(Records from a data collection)
_ _ _
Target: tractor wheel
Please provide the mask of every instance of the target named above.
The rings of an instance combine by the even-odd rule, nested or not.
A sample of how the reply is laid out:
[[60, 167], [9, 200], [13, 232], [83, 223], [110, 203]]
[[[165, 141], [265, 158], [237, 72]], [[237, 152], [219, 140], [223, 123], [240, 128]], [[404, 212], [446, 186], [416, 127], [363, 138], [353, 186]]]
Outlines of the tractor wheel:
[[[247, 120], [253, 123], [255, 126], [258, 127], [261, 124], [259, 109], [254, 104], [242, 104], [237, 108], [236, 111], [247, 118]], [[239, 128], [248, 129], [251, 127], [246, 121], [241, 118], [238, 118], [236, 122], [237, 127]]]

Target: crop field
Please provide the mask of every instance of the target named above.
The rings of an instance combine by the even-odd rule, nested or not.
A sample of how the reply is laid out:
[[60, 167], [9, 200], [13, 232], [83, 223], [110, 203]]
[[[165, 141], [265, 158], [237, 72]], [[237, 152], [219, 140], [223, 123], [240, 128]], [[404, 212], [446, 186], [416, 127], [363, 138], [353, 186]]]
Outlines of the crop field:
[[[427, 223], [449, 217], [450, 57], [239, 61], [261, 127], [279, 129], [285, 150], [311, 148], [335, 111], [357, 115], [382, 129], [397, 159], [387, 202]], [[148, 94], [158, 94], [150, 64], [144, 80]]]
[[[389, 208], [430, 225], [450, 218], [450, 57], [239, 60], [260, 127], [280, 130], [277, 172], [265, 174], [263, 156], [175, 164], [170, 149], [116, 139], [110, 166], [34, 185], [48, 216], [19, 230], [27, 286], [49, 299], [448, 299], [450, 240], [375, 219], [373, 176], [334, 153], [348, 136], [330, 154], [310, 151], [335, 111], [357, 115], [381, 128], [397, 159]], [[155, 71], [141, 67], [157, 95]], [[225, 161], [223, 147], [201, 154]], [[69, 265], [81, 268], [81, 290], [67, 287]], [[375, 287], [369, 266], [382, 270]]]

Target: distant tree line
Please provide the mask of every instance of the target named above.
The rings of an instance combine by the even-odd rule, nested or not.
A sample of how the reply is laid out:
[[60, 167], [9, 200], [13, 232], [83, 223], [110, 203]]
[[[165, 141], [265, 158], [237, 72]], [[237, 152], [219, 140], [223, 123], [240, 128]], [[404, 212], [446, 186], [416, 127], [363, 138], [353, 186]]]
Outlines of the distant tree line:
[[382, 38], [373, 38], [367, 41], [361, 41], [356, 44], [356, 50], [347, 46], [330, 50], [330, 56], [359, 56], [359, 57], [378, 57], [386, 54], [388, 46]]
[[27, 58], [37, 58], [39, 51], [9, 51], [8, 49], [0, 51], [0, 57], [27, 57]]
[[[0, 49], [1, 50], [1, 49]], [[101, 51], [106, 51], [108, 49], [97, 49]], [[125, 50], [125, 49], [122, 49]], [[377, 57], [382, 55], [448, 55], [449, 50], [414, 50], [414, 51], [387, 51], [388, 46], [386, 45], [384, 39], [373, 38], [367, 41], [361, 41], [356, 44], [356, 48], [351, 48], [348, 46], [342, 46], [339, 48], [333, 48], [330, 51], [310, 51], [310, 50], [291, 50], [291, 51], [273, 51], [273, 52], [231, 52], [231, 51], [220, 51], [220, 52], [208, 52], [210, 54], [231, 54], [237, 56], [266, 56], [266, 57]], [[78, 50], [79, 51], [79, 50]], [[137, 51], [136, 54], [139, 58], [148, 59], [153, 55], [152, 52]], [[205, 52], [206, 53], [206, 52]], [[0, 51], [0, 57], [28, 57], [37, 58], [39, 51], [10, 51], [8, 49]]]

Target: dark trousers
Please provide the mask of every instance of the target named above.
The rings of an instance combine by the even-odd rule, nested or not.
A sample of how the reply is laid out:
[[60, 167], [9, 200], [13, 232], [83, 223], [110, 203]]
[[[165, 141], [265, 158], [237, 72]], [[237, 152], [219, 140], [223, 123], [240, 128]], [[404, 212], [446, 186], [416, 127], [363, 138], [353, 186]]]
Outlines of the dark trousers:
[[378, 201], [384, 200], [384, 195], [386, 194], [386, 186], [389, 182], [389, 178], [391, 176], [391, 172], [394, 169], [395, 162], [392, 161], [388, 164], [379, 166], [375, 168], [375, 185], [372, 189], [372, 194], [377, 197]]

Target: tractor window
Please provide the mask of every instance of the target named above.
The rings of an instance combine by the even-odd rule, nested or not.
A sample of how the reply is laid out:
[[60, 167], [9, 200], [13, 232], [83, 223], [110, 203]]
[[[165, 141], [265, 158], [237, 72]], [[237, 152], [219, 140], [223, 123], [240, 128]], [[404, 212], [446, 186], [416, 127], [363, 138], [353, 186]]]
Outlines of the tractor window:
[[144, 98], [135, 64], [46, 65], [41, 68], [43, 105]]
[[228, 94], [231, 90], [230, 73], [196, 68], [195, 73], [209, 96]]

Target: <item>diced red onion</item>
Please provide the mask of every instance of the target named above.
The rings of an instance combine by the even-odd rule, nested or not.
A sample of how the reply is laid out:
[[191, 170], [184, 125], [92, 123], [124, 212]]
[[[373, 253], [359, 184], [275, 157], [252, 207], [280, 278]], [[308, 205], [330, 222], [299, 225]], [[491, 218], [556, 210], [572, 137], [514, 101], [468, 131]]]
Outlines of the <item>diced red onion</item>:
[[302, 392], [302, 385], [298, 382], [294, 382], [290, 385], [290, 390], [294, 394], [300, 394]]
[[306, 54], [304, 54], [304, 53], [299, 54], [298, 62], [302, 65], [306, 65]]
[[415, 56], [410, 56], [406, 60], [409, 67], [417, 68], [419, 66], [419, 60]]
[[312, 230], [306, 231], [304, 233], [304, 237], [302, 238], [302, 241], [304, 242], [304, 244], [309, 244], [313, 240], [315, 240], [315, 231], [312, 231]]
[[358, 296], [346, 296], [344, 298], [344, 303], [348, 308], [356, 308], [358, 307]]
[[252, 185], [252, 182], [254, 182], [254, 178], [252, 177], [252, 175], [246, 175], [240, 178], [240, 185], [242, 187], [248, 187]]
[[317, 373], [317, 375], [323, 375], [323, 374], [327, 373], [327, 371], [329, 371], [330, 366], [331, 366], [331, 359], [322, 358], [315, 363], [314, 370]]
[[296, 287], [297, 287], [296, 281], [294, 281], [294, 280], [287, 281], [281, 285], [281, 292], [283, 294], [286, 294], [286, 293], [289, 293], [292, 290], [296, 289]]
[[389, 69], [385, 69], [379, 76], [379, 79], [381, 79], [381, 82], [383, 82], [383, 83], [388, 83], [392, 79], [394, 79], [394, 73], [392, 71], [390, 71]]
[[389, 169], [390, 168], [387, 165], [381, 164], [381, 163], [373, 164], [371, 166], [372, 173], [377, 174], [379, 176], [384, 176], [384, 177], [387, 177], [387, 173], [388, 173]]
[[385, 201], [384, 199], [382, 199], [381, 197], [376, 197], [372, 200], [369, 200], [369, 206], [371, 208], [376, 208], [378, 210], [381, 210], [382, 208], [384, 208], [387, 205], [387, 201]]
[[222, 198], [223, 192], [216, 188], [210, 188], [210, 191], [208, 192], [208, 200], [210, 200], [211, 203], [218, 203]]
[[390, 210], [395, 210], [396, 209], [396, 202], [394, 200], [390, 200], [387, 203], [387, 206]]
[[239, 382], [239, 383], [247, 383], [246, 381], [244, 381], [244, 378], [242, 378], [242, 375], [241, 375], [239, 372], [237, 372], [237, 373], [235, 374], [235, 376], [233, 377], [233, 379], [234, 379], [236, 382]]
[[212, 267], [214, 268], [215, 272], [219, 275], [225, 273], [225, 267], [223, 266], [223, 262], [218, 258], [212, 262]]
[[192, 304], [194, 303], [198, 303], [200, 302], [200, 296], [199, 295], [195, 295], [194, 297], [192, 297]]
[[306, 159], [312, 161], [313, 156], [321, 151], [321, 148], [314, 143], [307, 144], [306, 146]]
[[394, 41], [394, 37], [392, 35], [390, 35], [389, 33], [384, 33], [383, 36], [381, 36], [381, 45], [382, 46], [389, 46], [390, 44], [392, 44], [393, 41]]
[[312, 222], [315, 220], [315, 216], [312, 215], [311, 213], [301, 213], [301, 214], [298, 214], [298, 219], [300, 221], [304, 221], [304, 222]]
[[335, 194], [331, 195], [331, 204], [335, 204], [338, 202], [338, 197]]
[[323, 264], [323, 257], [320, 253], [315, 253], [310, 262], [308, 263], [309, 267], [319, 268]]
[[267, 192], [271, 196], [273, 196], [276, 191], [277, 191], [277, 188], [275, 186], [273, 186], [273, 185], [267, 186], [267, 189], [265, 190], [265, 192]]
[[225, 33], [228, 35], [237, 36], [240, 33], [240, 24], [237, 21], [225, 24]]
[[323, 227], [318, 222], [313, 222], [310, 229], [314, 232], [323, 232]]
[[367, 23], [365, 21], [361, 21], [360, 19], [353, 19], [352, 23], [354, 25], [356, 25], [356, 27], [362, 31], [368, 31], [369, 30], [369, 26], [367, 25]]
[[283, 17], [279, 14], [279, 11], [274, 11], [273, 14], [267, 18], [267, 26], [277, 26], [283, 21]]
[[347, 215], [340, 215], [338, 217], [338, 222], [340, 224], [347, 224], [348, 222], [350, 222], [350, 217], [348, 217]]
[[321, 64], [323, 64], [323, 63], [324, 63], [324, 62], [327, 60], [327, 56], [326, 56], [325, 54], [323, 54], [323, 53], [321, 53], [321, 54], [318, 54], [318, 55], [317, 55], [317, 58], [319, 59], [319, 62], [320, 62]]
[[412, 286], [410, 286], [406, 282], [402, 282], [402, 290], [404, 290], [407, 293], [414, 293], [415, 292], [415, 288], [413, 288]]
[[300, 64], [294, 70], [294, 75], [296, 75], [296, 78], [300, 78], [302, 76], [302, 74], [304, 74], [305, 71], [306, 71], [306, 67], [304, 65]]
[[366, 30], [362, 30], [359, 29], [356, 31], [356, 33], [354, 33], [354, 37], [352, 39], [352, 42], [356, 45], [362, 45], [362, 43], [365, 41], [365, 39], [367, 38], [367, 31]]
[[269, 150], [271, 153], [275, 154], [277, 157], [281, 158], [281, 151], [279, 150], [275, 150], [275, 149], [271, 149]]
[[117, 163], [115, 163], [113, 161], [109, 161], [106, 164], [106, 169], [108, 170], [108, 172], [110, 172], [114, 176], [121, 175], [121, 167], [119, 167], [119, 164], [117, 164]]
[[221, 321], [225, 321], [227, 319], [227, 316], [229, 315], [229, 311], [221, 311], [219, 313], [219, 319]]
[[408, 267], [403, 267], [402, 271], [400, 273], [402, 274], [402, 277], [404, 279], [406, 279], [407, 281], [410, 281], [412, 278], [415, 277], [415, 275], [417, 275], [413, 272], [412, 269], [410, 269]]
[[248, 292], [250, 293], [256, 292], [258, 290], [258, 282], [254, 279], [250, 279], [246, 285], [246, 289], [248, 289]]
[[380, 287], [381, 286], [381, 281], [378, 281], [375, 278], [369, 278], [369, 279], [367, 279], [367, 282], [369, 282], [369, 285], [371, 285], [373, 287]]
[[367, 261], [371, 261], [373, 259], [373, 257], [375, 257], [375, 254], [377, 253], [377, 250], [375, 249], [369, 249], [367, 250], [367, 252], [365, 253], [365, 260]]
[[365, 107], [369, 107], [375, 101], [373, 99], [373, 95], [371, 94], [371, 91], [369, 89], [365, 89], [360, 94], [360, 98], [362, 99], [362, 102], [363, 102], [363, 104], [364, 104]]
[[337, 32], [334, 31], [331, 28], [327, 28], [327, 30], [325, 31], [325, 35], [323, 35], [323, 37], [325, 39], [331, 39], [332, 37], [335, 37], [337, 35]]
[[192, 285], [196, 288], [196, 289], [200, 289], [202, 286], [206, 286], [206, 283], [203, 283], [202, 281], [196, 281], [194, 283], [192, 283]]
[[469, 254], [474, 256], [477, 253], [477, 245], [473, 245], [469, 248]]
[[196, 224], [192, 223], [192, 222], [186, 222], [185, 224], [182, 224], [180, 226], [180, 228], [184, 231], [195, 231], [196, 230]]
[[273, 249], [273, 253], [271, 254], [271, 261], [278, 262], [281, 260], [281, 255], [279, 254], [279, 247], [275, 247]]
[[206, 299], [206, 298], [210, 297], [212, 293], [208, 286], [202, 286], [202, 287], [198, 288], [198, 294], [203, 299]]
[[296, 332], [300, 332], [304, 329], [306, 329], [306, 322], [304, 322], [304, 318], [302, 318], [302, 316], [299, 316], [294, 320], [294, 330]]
_ _ _
### EXERCISE AIM
Of the entries above, transcribe exactly those lines that fall between the line containing "Target: tractor window" and the line containing "[[191, 170], [184, 125], [92, 123], [124, 212]]", together with those two lines.

### EXPECTED ANSWER
Target: tractor window
Please provide the mask of every instance of the target named above.
The rings of an instance combine by the even-odd rule, nested or not.
A sample of how the reply is laid out:
[[60, 167], [9, 200], [13, 232], [83, 223], [110, 203]]
[[[165, 141], [265, 158], [237, 72]], [[237, 152], [219, 140], [223, 123], [240, 128]], [[404, 212], [446, 186], [416, 127], [363, 138], [353, 186]]]
Outlines of the tractor window:
[[144, 98], [135, 64], [46, 65], [41, 68], [43, 105]]
[[228, 94], [231, 90], [230, 73], [196, 68], [195, 73], [209, 96]]

Target: <item>diced red onion</item>
Please provide the mask of every instance of the target named above.
The rings of an instance combine by the even-odd rule, nested or not.
A sample of how the reply is laid out:
[[191, 170], [184, 125], [92, 123], [124, 212]]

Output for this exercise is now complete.